Problem details – Update the data below by replacing "marker" with "pin" throughout, leaving every other word unchanged.
....................
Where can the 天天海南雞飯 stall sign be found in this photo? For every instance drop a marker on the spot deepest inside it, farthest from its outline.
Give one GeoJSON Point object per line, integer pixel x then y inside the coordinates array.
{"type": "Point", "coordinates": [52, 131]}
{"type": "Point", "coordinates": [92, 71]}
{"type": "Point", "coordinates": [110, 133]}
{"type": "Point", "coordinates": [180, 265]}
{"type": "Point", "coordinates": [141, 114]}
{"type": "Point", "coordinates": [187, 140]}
....................
Worked solution –
Where can the 天天海南雞飯 stall sign be found in this photo? For every instance drop a pin on the spot deepest inside it, farthest from its outline.
Give one GeoJSON Point object per line, integer pixel x then y inside the coordinates array.
{"type": "Point", "coordinates": [52, 131]}
{"type": "Point", "coordinates": [92, 71]}
{"type": "Point", "coordinates": [110, 133]}
{"type": "Point", "coordinates": [180, 265]}
{"type": "Point", "coordinates": [141, 114]}
{"type": "Point", "coordinates": [187, 140]}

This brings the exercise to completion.